Aim. Could you reproduce each of the following entries word for word?

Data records
--- begin ---

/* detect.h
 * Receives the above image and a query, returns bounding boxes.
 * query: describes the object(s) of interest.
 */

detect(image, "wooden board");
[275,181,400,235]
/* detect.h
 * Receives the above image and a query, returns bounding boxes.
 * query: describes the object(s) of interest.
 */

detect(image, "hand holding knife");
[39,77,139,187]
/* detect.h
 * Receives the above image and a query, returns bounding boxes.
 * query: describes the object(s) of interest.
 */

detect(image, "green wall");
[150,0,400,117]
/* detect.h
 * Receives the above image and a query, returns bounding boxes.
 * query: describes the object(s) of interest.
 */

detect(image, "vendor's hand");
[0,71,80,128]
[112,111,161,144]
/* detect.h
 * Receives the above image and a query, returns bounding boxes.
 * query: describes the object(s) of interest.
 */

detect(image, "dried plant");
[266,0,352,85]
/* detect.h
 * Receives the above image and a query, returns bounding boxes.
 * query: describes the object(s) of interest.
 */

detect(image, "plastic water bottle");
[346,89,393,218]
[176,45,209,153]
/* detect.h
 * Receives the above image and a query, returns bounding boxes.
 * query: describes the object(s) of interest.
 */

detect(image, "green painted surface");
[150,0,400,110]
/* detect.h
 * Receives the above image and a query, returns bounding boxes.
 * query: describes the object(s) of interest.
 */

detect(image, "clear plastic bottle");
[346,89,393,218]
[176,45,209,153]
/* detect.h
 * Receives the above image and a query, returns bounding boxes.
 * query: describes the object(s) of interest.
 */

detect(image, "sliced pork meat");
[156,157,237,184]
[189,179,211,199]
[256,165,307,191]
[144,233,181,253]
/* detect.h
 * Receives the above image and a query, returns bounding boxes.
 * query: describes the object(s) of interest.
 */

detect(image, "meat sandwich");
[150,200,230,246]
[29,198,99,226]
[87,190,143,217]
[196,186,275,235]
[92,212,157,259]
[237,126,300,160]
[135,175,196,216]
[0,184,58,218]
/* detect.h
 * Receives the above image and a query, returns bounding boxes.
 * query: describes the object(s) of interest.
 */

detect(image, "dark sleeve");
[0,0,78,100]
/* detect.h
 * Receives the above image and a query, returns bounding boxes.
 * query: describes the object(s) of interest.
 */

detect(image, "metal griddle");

--- end ---

Written answer.
/* detect.h
 * Receives the above image and a query, returns bounding boxes.
 * query: describes the object(s) of interest.
 */

detect(image, "wooden board");
[275,181,400,235]
/* detect.h
 * Receives the above image and a query, returns bounding boxes.
 * query: describes the object(s) of interest.
 */

detect(image, "hand holding knife");
[39,77,139,187]
/* detect.h
 * Receives the above image and a query, returns bounding boxes.
 * query: describes the object(s) of interest.
 */

detect(image, "green wall");
[150,0,400,117]
/* detect.h
 * Receives the above image and a query, returns bounding boxes.
 * query: describes the object(s) of interest.
 */

detect(image, "vendor's hand");
[0,71,80,128]
[112,111,161,144]
/* detect.h
 * Receives the above image and a query, returns bounding boxes.
 * query: describes the object(s) of interest.
 */

detect(image, "dried plant");
[266,0,352,85]
/* detect.h
 * Receives the above image and a query, returns bounding boxes.
 * query: describes the object(s) of interest.
 */

detect(image, "plastic water bottle");
[346,89,393,218]
[176,45,209,153]
/* detect.h
 * Receives the above image and a query, returns bounding boxes.
 * query: describes the object(s) of interest.
 */

detect(image, "green painted surface");
[150,0,400,110]
/* detect.h
 * Receives the above image and a query, returns bounding boxes.
 * query: describes the object(s) of interest.
 */

detect(image, "clear plastic bottle");
[346,89,393,218]
[176,45,209,153]
/* detect.h
 * Receives the above image and a query, returns bounding boxes.
 * query: describes the object(s) of interest.
 */

detect(image, "sliced pork meat");
[156,157,237,184]
[189,179,211,199]
[256,165,307,191]
[144,233,181,253]
/* detect.h
 * Receives the above image and a query, returns bounding boxes.
 * query: describes the object(s) of interest.
 */

detect(image, "meat sandwich");
[150,200,230,246]
[29,198,99,226]
[87,190,143,217]
[196,186,275,235]
[92,212,157,259]
[237,126,300,160]
[135,175,196,216]
[0,184,58,218]
/* detect.h
 * Receives the above image and a query, returns bounding boxes.
 * query: describes the object(s) of interest.
 */

detect(image, "dark sleeve");
[0,0,78,100]
/* detect.h
 * Receives the above image and a query, returns bounding boxes.
 * query: describes the object(s) of interest.
 */

detect(image, "metal griddle");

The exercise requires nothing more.